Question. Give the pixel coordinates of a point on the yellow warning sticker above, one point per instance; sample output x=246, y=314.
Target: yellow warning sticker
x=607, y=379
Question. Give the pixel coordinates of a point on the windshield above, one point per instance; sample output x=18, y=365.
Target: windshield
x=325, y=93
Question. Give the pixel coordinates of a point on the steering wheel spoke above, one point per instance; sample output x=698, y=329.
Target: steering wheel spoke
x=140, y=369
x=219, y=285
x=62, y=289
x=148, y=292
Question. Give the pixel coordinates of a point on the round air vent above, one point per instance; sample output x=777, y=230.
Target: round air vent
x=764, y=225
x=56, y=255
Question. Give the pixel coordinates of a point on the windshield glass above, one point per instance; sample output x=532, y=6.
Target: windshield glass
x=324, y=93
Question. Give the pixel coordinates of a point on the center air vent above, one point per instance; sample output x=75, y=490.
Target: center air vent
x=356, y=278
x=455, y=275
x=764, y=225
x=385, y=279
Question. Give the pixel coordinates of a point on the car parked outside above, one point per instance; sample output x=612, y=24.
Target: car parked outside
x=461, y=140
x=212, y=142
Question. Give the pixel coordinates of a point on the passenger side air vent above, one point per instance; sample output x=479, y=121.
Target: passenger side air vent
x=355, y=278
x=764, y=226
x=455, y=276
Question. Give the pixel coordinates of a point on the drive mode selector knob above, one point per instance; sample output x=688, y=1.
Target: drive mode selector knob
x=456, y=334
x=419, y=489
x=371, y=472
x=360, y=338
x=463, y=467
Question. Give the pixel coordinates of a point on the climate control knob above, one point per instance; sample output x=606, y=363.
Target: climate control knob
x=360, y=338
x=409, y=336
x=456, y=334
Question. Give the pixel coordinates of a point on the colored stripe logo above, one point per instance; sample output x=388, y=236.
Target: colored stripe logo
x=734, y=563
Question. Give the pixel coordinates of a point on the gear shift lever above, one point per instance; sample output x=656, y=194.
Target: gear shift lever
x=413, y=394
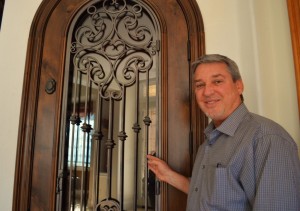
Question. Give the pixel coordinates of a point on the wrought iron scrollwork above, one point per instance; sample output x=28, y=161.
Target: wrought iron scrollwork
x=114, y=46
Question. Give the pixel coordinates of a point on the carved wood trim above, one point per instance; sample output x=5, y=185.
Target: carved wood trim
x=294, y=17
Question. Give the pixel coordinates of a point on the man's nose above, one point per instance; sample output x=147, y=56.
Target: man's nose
__________________________________________________
GOAL OF THE EXERCISE >> Could you convert all the rows above into a JSON list of strings, one string per line, skipping blank lines and leaving out the pictures?

RESPONSE TO THE TASK >>
[
  "Question. Give the pixel coordinates of a point on the yellow warning sticker above, one point per instance; sample output x=246, y=314.",
  "Target: yellow warning sticker",
  "x=607, y=379",
  "Question. Give the pixel coordinates of a point on the windshield above, one point per instance; sample output x=18, y=365.",
  "Target: windshield",
  "x=325, y=93",
  "Question. Give the pixel coordinates of a point on the steering wheel spoke above, one point per instance; sample output x=698, y=329.",
  "Target: steering wheel spoke",
  "x=140, y=369",
  "x=219, y=285",
  "x=62, y=289",
  "x=148, y=292",
  "Question. Give the pixel coordinates of a point on the round air vent above, one point per instance; sample output x=777, y=230.",
  "Target: round air vent",
  "x=764, y=225",
  "x=56, y=255",
  "Question. Give the pixel coordinates of a point on the windshield glass above, one point per instance; sample output x=532, y=6.",
  "Target: windshield glass",
  "x=324, y=93",
  "Question. Give the pixel coordinates of a point on the center air vent above, one point per instance; sample output x=75, y=490.",
  "Target: center air vent",
  "x=356, y=278",
  "x=455, y=275",
  "x=764, y=225",
  "x=385, y=279",
  "Question. Give the pixel coordinates of a point on the car parked outside above, one point per instance; sample output x=612, y=24.",
  "Target: car parked outside",
  "x=461, y=140",
  "x=212, y=142",
  "Question. Give the pixel coordinates of a point on the passenger side air vent above, one point per instance; sample output x=479, y=121.",
  "Target: passenger side air vent",
  "x=355, y=278",
  "x=764, y=226",
  "x=455, y=276",
  "Question. Give the pixel coordinates of a point on the drive mode selector knob above, one point per instance; sample output x=688, y=1.",
  "Target: drive mode selector knob",
  "x=456, y=334",
  "x=419, y=489",
  "x=371, y=472",
  "x=360, y=338",
  "x=463, y=467",
  "Question. Give the pixel coordinates of a point on the climate control knob above, one point per instance; sample output x=606, y=363.",
  "Target: climate control knob",
  "x=360, y=338",
  "x=409, y=336",
  "x=456, y=334",
  "Question. Give the pixel coordinates of a point on the colored stripe logo above, one point per instance; sample output x=388, y=236.",
  "Target: colored stripe logo",
  "x=734, y=563",
  "Question. Give the pixel coordinates of a point on the gear shift lever above, one point per instance; sample output x=656, y=194.",
  "Target: gear shift lever",
  "x=413, y=394",
  "Question. Give the pixel coordinates of a point on the wrought iron scrollwork above, one point per instance; sample output x=28, y=161.",
  "Target: wrought iron scrollwork",
  "x=114, y=46",
  "Question. Give the pixel coordinates of a point on the carved wood trim above, one point per instance; sample output x=5, y=185.",
  "Target: carved wood trim",
  "x=294, y=17",
  "Question. Give the pixel coordinates of a point on the man's nose above, one point per instance; sample output x=147, y=56.",
  "Target: man's nose"
]